Selected extract =
========
# 4X4 vs 2X4



## Baby-G (Sep 29, 2000)

Have thought about buying an ATV at some point to do utility work around the house, hunt up north, and some trail riding. What do you guys think about the add cost of buying a 4X4 vs 2X4. Is it worth the extra $1000?

Thanks.


----------



## grapeape (Oct 3, 2001)

If you snowplow go 4x4, if you ride off trail while hunting, go 4x4, and some trails may also require 4x4. My .02


----------



## SKUNK (Jan 6, 2001)

I chose one that can go in or out of 4x4 mainly because in the snow or in rough areas you need the 4 wheel drive. Sometimes though the kid comes out in me and I like to spin a few donuts in the back yard. For trail riding the steering is much easier on mine in 2 wheel.


----------



## The Dipper (Apr 11, 2002)

I too recently purchased one that you can shift in and out of 4x4 you cannot beat the ability to have a play machine and a solid work machine all in one I believe this is the way to go you spend a little more money but as you'll find out it's well worth it.


----------



## skinne (Dec 20, 2000)

i would have to agree with above get 1 that shifts in and out of 4 wheel drive i had a 2 wheel drive utility machine at 1 time and in my opinion it was useless for hunting couldnt get me places my 4 wheel drive can for the extra money i would get it a 4 wheel drive and in the future if you want to sell it they have a higher resale.


----------
========
Records =
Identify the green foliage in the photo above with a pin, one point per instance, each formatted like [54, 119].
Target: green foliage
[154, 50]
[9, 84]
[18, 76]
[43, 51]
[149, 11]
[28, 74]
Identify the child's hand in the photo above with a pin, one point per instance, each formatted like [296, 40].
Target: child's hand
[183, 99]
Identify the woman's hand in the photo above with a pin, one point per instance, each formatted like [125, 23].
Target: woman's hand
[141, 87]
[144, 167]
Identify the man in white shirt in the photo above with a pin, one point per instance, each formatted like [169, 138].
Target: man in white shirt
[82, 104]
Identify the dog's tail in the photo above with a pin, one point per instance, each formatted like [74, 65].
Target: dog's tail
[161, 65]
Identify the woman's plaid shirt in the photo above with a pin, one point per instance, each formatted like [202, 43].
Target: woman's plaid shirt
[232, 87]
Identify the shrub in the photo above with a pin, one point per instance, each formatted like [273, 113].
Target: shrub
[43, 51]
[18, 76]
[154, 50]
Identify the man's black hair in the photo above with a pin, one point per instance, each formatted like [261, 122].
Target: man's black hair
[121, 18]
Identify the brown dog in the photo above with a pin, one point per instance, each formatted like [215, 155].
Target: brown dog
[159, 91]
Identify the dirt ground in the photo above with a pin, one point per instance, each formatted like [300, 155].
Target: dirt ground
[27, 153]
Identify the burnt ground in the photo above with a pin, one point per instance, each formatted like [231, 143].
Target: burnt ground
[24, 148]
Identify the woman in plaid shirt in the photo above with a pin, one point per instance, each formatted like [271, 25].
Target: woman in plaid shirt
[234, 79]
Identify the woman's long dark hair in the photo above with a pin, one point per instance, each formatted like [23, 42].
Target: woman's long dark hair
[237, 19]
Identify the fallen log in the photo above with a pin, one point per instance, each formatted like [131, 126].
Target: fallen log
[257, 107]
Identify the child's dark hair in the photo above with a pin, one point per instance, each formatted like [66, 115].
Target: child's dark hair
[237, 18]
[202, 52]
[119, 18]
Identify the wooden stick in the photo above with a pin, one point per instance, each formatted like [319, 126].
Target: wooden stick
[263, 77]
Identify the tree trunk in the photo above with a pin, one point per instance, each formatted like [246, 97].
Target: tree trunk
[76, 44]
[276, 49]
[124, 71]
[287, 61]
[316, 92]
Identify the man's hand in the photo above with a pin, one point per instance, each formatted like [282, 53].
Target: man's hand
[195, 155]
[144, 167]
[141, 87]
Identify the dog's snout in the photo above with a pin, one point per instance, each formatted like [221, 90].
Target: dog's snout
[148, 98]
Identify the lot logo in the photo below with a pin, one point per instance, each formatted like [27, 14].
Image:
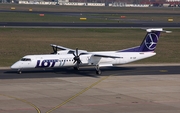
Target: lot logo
[151, 41]
[46, 63]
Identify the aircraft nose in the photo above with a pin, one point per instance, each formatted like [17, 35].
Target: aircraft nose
[15, 66]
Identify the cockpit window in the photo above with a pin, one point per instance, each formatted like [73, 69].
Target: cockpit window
[25, 59]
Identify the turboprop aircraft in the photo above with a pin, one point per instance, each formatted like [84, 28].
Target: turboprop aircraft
[76, 58]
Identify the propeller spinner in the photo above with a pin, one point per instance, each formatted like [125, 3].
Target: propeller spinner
[77, 57]
[54, 50]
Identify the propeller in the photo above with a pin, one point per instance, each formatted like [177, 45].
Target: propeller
[77, 57]
[54, 50]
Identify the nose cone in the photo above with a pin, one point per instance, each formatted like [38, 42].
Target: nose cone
[15, 66]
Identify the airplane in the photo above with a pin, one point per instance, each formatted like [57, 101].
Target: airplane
[62, 56]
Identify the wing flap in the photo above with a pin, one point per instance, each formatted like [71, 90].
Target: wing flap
[105, 56]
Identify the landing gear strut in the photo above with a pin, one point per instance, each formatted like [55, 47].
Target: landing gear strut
[98, 71]
[76, 68]
[19, 71]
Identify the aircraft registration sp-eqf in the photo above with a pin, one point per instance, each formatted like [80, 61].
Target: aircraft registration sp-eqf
[76, 58]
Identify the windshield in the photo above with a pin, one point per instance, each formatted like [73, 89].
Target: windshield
[25, 59]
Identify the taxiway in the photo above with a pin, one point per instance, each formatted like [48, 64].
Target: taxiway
[137, 89]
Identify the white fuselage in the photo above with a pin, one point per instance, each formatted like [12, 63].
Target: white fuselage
[60, 60]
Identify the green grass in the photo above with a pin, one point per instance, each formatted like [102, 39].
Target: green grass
[18, 42]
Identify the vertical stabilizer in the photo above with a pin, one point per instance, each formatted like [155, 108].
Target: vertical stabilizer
[151, 39]
[149, 43]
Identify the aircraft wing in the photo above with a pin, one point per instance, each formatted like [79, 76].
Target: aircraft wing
[60, 47]
[105, 56]
[69, 49]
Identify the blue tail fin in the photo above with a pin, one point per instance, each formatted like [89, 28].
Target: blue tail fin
[150, 41]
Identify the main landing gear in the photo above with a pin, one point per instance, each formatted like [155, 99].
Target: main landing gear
[76, 67]
[19, 71]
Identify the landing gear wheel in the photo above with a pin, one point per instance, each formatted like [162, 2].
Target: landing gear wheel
[19, 72]
[98, 72]
[76, 68]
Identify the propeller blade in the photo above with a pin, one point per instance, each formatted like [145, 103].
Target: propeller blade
[76, 51]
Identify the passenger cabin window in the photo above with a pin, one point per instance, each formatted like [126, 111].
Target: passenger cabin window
[25, 59]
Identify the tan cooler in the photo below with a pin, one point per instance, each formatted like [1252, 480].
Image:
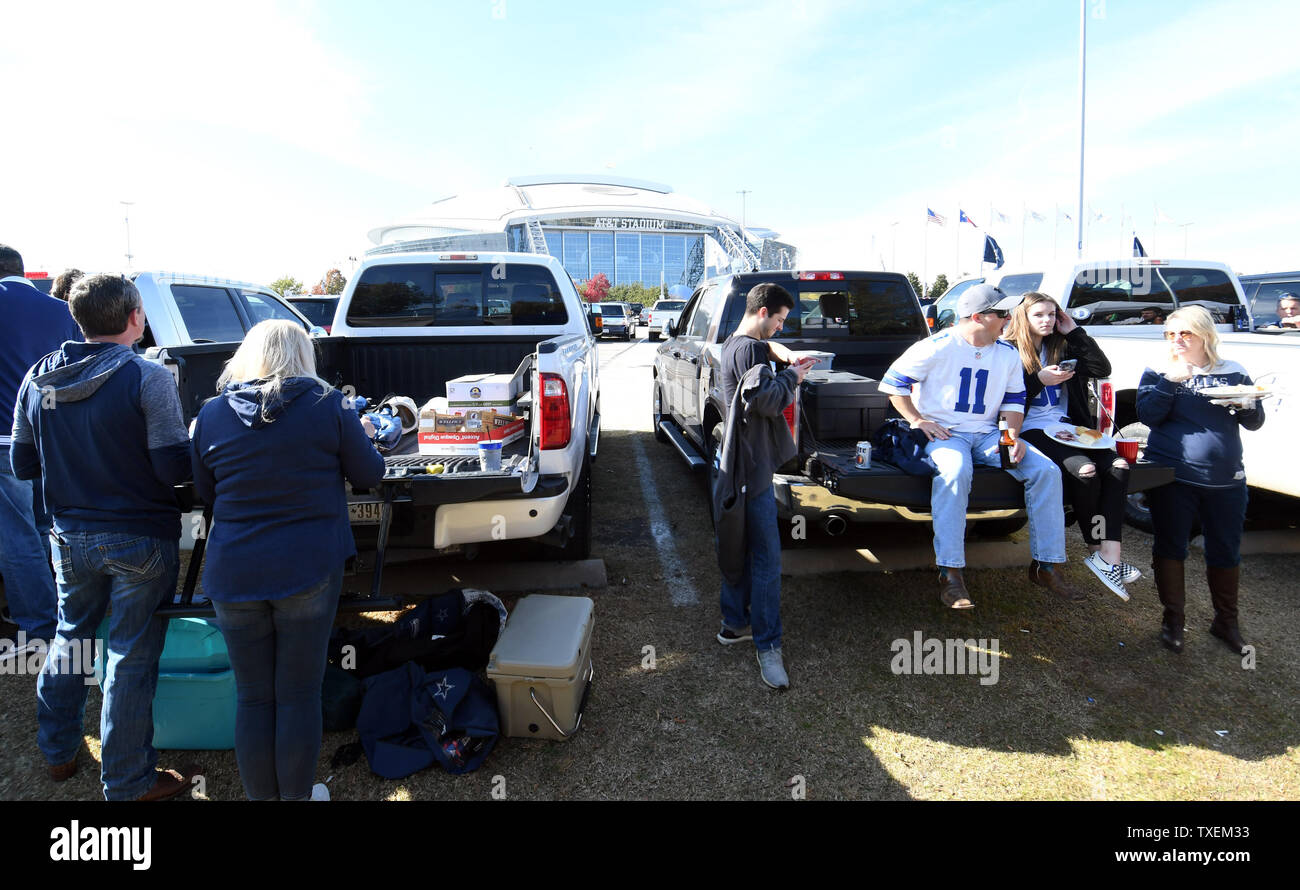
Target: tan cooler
[542, 667]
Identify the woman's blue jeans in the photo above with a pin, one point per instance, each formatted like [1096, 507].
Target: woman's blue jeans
[277, 650]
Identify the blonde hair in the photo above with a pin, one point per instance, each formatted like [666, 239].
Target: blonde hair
[1018, 334]
[272, 352]
[1197, 320]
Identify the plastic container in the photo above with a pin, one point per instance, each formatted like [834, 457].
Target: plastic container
[541, 667]
[489, 456]
[195, 711]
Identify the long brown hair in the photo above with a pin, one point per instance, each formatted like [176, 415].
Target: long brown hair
[1018, 334]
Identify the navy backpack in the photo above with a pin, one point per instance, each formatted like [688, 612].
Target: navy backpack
[412, 719]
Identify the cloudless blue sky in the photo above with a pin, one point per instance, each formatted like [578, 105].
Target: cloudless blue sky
[267, 139]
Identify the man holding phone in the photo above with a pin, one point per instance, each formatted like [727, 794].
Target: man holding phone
[757, 441]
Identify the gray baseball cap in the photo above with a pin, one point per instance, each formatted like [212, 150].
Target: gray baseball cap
[983, 298]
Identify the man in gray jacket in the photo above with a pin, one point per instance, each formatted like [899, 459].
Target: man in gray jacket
[755, 443]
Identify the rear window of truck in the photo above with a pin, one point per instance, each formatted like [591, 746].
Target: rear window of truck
[1145, 295]
[844, 309]
[425, 294]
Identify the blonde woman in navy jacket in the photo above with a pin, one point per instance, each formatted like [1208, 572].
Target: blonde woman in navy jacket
[271, 454]
[1200, 438]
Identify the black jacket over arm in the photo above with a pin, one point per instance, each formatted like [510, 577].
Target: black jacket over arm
[1092, 364]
========
In the 4X4 vs 2X4 thread, which drive mode does SKUNK say makes steering much easier for trail riding?

Final result = Two-wheel drive.